Dataset entries
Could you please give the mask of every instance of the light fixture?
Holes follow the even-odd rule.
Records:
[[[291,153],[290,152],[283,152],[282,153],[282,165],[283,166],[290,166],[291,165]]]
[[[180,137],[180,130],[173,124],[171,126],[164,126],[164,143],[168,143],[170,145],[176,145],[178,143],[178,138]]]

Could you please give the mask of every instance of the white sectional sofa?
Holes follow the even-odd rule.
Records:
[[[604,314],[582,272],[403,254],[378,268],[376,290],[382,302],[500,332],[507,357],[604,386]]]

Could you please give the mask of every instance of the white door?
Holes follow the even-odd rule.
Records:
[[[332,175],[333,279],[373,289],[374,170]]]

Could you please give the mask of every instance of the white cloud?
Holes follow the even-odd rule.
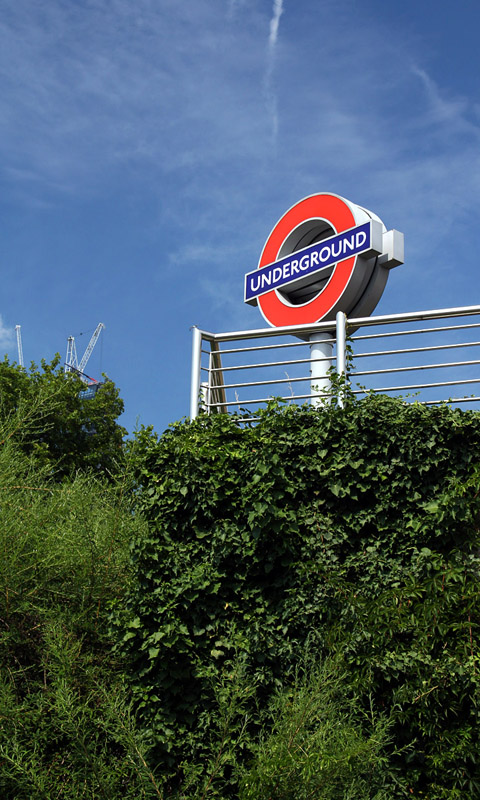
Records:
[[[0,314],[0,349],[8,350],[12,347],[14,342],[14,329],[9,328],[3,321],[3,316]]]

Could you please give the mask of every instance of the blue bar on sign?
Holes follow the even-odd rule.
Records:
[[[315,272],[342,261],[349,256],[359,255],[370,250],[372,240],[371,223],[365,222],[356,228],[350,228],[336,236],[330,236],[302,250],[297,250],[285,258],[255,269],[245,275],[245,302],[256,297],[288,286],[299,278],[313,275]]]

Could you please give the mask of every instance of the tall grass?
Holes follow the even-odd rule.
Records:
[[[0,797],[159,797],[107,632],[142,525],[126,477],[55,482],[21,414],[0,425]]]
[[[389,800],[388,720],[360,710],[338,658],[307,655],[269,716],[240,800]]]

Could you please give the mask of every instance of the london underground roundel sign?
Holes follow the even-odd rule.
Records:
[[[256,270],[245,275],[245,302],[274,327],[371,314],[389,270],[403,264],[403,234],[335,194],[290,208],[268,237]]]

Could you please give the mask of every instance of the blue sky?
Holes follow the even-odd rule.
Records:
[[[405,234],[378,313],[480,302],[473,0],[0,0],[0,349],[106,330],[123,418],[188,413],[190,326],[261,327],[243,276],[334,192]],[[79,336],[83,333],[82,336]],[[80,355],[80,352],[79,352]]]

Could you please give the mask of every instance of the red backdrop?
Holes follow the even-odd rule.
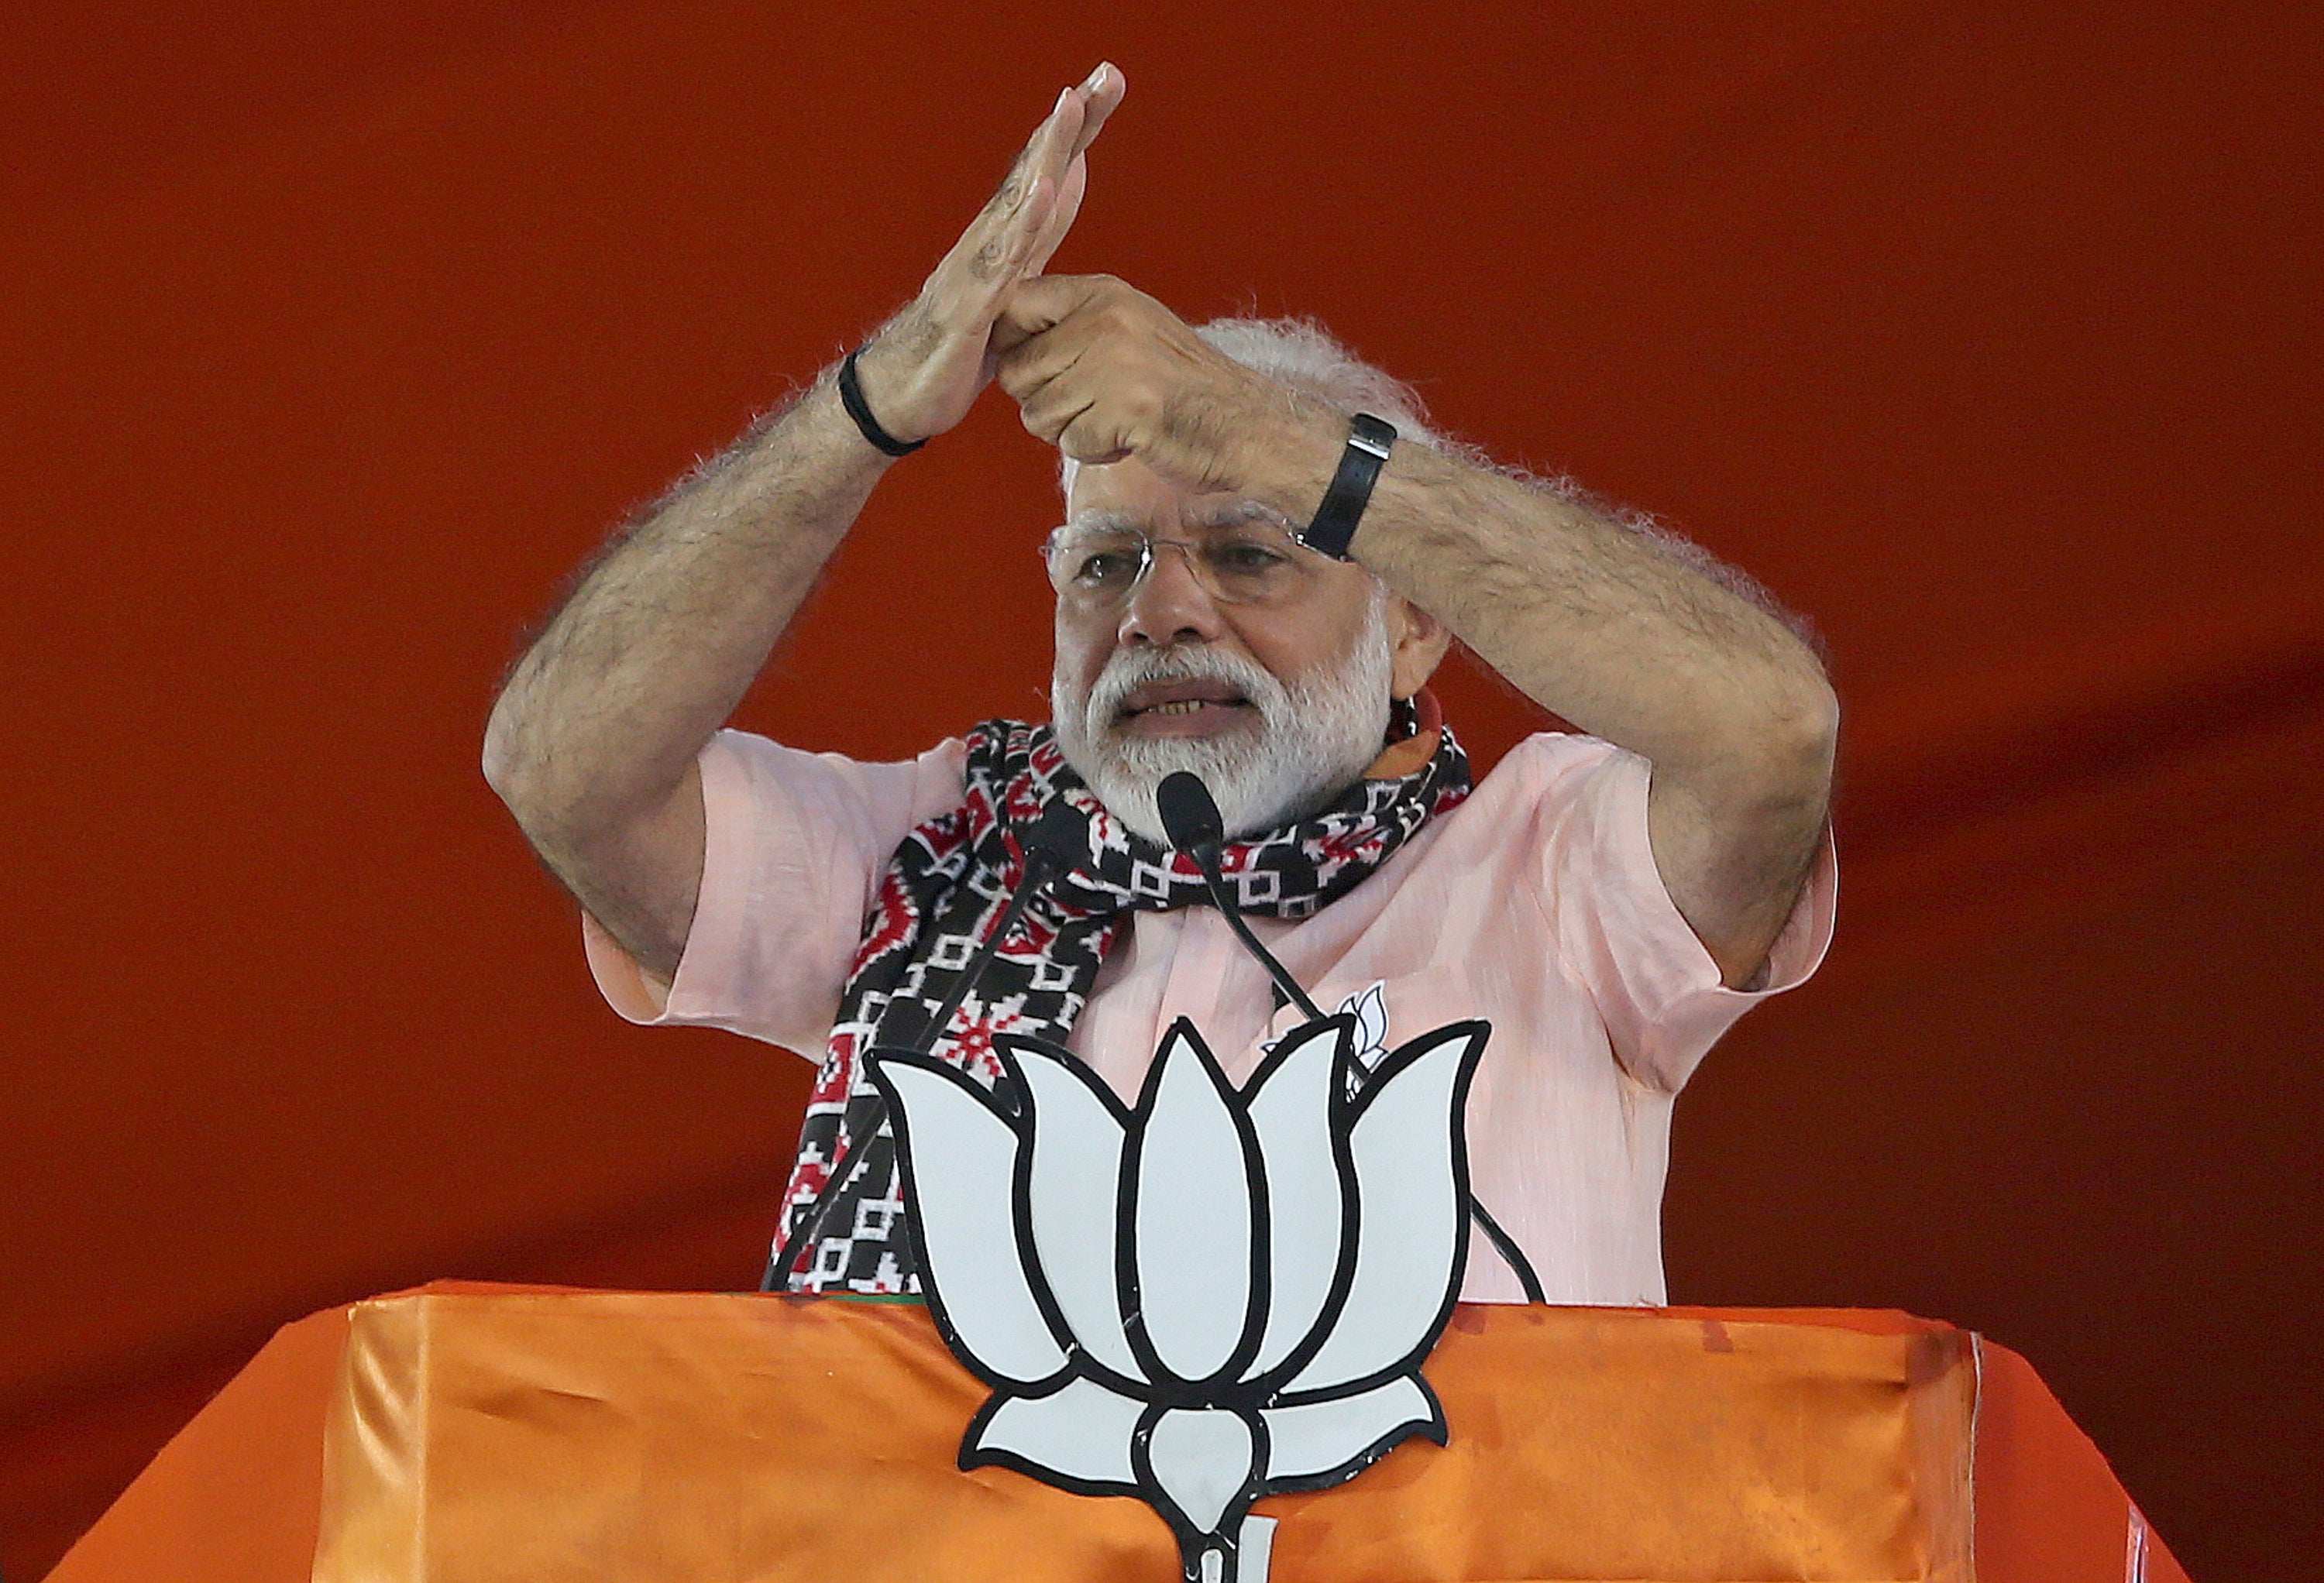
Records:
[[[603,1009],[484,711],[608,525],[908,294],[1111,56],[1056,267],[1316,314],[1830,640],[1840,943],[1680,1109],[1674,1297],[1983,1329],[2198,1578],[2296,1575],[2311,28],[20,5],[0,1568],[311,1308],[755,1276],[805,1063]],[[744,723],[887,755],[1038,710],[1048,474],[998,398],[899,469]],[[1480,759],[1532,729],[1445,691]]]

---

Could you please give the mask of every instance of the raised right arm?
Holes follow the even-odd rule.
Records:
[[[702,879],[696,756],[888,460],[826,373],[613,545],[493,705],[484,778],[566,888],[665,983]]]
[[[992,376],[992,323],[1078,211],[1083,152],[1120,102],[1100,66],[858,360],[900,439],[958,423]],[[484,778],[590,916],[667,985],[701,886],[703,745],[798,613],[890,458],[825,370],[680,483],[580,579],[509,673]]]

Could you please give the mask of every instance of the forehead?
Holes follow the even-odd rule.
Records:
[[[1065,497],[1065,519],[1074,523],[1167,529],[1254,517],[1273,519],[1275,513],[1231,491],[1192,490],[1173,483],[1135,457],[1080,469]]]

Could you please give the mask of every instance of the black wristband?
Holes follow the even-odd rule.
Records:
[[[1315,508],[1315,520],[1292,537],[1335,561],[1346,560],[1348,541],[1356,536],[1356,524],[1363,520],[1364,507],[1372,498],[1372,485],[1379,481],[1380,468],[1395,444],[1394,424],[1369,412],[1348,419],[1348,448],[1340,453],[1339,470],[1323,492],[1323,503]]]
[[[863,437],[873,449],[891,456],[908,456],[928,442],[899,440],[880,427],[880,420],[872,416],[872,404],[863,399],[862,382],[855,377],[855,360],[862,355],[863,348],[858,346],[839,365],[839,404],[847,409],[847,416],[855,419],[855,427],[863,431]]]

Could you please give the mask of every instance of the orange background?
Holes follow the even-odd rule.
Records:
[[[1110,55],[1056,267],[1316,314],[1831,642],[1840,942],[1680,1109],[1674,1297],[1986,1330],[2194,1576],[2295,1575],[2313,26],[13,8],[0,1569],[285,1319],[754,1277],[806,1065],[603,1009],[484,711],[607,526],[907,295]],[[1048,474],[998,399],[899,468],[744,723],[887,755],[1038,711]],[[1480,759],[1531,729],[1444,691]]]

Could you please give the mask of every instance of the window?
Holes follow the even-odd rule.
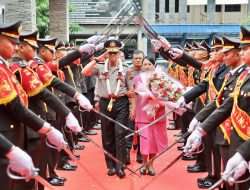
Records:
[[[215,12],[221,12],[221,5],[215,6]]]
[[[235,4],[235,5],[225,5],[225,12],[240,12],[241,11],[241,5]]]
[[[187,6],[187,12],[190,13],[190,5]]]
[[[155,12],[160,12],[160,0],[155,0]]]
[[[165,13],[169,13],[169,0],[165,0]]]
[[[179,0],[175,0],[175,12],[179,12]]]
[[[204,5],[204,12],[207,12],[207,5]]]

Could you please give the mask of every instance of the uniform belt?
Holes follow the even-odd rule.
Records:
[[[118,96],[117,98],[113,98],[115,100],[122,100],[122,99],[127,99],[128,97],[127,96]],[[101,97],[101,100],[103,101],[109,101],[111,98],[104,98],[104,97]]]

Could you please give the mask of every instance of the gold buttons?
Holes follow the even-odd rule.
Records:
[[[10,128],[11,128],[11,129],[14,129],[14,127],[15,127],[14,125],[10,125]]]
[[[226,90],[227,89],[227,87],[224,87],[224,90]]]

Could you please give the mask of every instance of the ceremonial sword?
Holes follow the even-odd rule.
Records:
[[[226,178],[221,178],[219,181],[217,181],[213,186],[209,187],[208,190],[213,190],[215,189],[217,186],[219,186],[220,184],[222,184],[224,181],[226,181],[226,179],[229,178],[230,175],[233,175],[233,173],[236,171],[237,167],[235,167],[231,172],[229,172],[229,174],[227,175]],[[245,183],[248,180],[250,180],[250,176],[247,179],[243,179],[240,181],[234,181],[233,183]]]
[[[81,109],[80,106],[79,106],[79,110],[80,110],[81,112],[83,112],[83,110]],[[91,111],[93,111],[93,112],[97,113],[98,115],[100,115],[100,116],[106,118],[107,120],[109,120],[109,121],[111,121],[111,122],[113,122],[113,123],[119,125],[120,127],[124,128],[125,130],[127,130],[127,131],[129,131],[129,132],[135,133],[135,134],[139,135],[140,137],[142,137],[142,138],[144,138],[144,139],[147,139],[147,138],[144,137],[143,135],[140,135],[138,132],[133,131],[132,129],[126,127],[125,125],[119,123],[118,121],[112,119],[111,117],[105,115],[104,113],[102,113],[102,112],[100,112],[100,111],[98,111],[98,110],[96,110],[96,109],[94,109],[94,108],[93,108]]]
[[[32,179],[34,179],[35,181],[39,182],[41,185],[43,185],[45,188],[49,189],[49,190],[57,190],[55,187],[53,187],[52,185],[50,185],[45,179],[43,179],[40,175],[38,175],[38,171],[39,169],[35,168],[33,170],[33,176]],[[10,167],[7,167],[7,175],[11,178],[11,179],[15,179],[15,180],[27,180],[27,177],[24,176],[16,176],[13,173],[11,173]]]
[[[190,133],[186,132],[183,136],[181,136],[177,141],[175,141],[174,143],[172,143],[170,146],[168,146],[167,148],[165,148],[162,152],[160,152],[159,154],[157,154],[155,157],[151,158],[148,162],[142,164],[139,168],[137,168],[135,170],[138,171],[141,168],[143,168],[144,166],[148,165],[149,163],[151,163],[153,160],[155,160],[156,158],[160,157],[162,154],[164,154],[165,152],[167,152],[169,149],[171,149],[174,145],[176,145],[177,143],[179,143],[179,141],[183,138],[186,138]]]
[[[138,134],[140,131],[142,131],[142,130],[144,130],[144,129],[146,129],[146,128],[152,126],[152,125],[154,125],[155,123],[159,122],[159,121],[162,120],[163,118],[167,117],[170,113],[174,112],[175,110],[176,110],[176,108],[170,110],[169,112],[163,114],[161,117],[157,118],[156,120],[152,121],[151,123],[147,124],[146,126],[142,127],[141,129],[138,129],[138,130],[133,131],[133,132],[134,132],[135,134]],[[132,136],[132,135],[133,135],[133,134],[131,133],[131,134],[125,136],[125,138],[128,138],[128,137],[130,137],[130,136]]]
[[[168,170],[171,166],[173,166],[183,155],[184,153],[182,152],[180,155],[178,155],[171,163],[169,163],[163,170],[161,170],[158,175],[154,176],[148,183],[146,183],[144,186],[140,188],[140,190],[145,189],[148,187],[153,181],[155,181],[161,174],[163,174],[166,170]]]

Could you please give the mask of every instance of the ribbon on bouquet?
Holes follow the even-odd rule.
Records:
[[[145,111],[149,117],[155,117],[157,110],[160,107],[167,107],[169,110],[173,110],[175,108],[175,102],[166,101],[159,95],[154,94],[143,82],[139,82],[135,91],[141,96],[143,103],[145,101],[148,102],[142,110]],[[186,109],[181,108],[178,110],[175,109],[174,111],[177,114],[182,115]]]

**Exercise**
All lines in the entries above that hold the word "white" need to be copied.

**Written response**
Could you please give the mask of every instance of the white sectional sofa?
Could you please give the mask of every instance of the white door?
Could you please give the mask of every instance of the white cloud?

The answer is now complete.